#### TASK:
Produce an exact copy of the lines from the line containing "Find clear plastic" through the last line of the entries below, and only those lines.

#### STUDY MATERIAL:
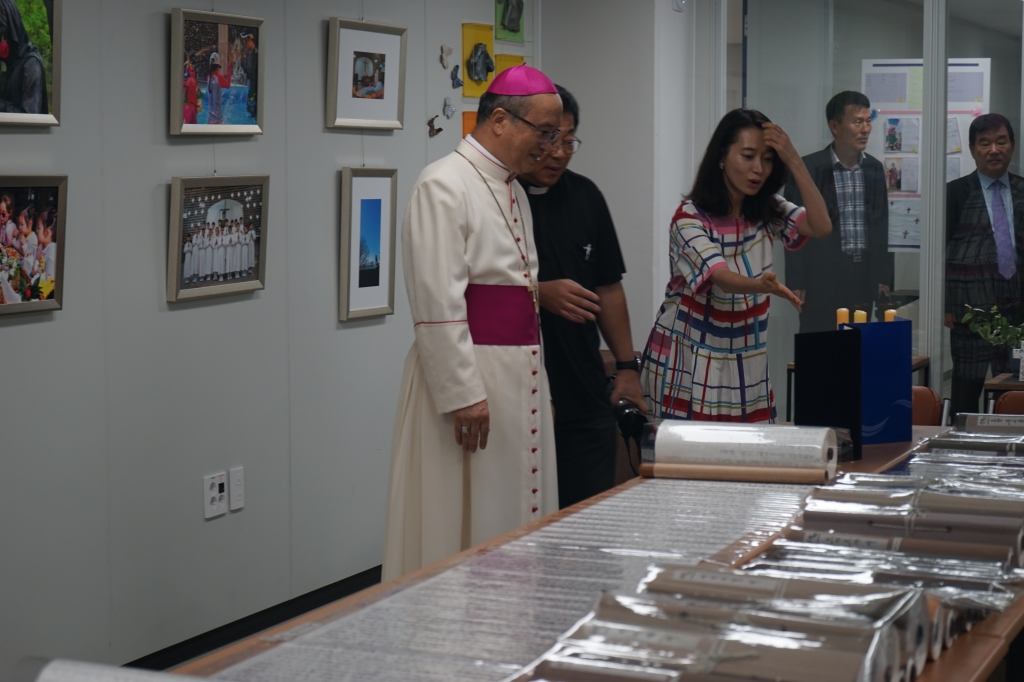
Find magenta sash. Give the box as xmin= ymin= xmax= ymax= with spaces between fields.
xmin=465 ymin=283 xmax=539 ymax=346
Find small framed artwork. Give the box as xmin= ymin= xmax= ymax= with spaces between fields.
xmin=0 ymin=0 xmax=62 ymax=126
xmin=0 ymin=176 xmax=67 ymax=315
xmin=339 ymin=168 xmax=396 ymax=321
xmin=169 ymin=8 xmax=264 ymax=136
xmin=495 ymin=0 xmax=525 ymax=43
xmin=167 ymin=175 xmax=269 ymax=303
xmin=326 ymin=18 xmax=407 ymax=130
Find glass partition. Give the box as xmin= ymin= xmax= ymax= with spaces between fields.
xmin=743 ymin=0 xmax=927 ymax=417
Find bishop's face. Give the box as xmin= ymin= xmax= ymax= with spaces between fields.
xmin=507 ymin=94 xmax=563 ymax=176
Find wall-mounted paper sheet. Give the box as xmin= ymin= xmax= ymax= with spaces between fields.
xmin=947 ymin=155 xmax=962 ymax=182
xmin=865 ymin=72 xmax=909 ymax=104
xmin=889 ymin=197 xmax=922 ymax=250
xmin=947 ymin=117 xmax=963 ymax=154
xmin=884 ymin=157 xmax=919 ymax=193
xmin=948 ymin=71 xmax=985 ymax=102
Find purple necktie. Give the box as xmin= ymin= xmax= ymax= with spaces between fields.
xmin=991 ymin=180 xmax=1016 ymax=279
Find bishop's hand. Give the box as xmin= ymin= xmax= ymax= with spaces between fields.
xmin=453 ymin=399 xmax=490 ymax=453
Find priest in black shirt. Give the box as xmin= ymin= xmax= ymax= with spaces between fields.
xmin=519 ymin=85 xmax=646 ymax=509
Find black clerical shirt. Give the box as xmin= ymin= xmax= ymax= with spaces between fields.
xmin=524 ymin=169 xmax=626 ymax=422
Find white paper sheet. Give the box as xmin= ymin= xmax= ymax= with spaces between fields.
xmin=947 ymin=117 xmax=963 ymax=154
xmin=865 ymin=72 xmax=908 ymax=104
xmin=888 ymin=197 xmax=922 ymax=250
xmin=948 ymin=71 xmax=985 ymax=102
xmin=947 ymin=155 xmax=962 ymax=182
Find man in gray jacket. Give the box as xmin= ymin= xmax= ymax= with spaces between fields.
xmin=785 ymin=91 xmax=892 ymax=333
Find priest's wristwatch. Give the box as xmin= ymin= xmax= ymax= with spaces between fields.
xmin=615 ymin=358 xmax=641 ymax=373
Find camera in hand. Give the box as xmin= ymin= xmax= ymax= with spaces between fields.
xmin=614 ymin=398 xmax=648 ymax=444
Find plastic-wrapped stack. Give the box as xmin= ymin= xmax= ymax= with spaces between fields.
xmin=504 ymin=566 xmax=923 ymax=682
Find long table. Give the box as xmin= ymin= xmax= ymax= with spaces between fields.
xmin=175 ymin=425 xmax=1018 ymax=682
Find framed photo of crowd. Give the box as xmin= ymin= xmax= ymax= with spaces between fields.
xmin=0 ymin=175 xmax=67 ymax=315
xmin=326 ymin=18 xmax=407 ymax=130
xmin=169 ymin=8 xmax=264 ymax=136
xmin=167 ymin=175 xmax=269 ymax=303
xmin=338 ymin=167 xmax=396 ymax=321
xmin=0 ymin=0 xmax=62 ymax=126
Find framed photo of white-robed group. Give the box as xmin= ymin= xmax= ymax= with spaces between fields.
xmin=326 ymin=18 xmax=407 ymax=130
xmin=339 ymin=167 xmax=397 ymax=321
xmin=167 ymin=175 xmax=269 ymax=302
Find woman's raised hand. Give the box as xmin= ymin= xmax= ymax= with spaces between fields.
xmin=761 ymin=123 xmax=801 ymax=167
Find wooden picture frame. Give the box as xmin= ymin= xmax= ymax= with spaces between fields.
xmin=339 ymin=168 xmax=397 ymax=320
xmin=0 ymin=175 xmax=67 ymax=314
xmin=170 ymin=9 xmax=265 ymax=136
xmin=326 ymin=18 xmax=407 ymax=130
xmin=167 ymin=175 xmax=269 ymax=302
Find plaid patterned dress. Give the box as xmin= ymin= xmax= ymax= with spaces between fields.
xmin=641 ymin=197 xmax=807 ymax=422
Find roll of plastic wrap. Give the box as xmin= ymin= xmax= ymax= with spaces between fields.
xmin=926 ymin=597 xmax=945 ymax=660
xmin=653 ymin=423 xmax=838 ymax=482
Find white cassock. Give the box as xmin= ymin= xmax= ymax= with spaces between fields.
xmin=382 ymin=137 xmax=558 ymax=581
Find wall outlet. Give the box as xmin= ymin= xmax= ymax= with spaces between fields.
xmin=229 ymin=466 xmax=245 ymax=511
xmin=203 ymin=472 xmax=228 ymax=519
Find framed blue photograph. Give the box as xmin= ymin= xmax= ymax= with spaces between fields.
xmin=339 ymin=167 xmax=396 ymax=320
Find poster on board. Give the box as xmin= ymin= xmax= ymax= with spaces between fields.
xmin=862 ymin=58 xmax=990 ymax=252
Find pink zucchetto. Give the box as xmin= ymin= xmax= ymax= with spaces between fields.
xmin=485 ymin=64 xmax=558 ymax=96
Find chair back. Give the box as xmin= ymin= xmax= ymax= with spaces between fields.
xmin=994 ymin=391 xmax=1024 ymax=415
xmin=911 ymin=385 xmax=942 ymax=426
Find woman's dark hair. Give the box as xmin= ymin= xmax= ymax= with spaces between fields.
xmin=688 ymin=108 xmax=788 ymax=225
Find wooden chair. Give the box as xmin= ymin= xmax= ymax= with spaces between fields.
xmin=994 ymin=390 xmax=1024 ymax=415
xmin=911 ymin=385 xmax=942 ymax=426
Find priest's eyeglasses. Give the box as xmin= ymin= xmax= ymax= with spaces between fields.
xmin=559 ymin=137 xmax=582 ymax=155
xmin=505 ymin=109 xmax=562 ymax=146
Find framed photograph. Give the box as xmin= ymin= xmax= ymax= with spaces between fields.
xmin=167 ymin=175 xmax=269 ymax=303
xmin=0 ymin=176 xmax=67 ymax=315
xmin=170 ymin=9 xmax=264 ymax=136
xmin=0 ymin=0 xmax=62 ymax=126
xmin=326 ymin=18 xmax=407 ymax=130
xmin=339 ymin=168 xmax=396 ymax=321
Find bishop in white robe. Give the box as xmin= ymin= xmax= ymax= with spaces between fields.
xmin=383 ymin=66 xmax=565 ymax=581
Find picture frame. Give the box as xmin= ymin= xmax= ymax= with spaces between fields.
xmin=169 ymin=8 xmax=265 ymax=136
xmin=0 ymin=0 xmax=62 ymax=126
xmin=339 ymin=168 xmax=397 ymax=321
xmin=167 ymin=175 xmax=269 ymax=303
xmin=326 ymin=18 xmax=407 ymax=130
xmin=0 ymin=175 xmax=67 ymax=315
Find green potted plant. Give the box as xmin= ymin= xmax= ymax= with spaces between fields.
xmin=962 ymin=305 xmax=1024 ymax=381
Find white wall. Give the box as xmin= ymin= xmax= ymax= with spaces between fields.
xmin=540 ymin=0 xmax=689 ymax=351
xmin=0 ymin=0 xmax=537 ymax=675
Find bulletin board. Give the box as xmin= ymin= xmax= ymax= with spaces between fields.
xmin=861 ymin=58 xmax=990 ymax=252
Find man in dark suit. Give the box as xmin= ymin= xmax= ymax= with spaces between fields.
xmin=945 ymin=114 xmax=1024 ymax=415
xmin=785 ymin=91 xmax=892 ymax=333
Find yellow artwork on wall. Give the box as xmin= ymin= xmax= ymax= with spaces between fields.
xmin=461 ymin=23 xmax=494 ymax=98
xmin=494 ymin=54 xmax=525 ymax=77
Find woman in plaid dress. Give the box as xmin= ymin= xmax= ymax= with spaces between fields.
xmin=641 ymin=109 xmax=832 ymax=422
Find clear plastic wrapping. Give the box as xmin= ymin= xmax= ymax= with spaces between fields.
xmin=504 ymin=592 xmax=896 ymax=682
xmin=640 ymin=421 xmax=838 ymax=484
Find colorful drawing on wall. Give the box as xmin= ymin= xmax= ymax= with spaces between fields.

#### EXERCISE RESULT:
Find clear plastic wrapping. Give the box as xmin= ymin= xmax= ymax= with spaces between fields.
xmin=504 ymin=592 xmax=896 ymax=682
xmin=640 ymin=421 xmax=838 ymax=484
Find colorful drawing on wall. Give the box as xmin= ymin= xmax= ymax= with spaces between fields.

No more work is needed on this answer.